やること → ドクターズプライムの資金調達についての文章を、最初から最後まで一字も変えずに書き写してください。

読む文章 →
こんにちは。ドクターズプライムの髙橋です。 ドクターズプライムではプロダクト部門とコーポレート部門の担当役員をしています。
このポストでドクターズプライムのことを初めて知っていただく方もいると思いますので、簡単に説明します。
ドクターズプライムはこんな会社です
ドクターズプライムは「救急車のたらい回しをなくす」というビジョンを掲げ、救急医療領域で"救急病院"と"救急車を断らない医師"をマッチングするプラットフォームを運営しています。
足元はこの救急ドメインでのマッチングで市場にエントリーしていますが、その先には 医師の評価データを基軸として、医師の苦労が報われることによって全員が適切な医療を受けられる世界を作ること を目指しています。
このポストではドクターズプライムが今年行った資金調達とその背景についてお伝えするとともに、ドクターズプライムそのものを知っていただく機会になればと思っています。
1.8億円の資金調達をしました
広報のタイミングを逃してしまいオープンにできていなかったのですが、会社としての今年の大きなニュースは資金調達をしたことでした。
調達金額は1.8億円です。
しかし一般的なスタートアップの資金調達との違う点は、1.8億円の全額がデット(借り入れ)によるものである点です。
今回は日本政策金融公庫様より資本性劣後ローンという形式で1.5億円、某都市銀行様より0.3億円の借り入れという内訳で、合計1.8億円の資金調達を行いました。
資本性劣後ローンとは帳簿上は負債でありながらも、金融機関の審査にあたっては自己資本としてみなすことのできる、資本の性質をもつローンです。
また劣後ローンということで債権としての優先順位が低く、このことも資本的な性格を支えています。
資本性劣後ローンについては以下のページが詳しいです。

データの中身 →
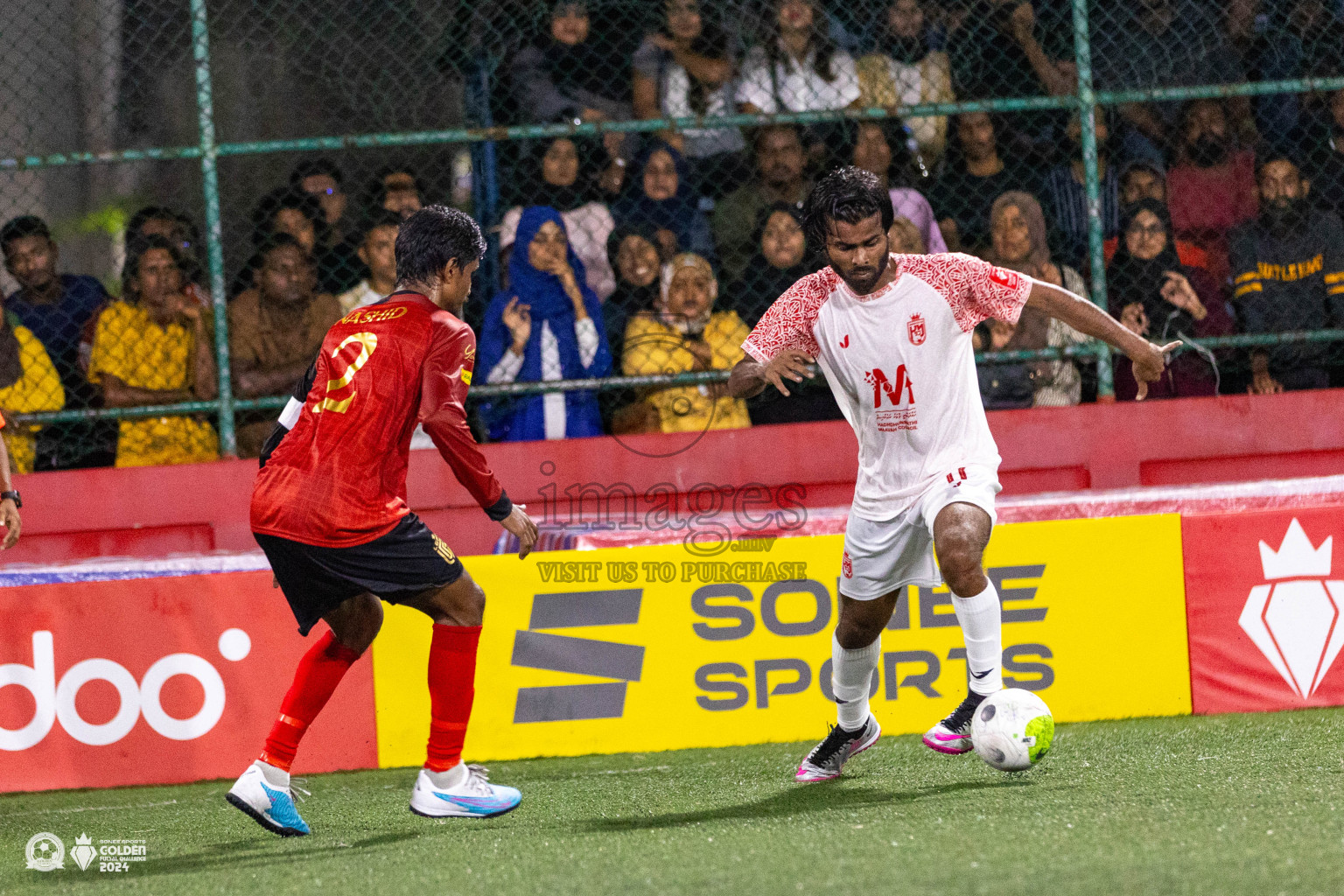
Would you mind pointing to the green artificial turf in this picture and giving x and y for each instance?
(1210, 805)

解答例 →
こんにちは。ドクターズプライムの髙橋です。 ドクターズプライムではプロダクト部門とコーポレート部門の担当役員をしています。
このポストでドクターズプライムのことを初めて知っていただく方もいると思いますので、簡単に説明します。
ドクターズプライムはこんな会社です
ドクターズプライムは「救急車のたらい回しをなくす」というビジョンを掲げ、救急医療領域で"救急病院"と"救急車を断らない医師"をマッチングするプラットフォームを運営しています。
足元はこの救急ドメインでのマッチングで市場にエントリーしていますが、その先には 医師の評価データを基軸として、医師の苦労が報われることによって全員が適切な医療を受けられる世界を作ること を目指しています。
このポストではドクターズプライムが今年行った資金調達とその背景についてお伝えするとともに、ドクターズプライムそのものを知っていただく機会になればと思っています。
1.8億円の資金調達をしました
広報のタイミングを逃してしまいオープンにできていなかったのですが、会社としての今年の大きなニュースは資金調達をしたことでした。
調達金額は1.8億円です。
しかし一般的なスタートアップの資金調達との違う点は、1.8億円の全額がデット(借り入れ)によるものである点です。
今回は日本政策金融公庫様より資本性劣後ローンという形式で1.5億円、某都市銀行様より0.3億円の借り入れという内訳で、合計1.8億円の資金調達を行いました。
資本性劣後ローンとは帳簿上は負債でありながらも、金融機関の審査にあたっては自己資本としてみなすことのできる、資本の性質をもつローンです。
また劣後ローンということで債権としての優先順位が低く、このことも資本的な性格を支えています。
資本性劣後ローンについては以下のページが詳しいです。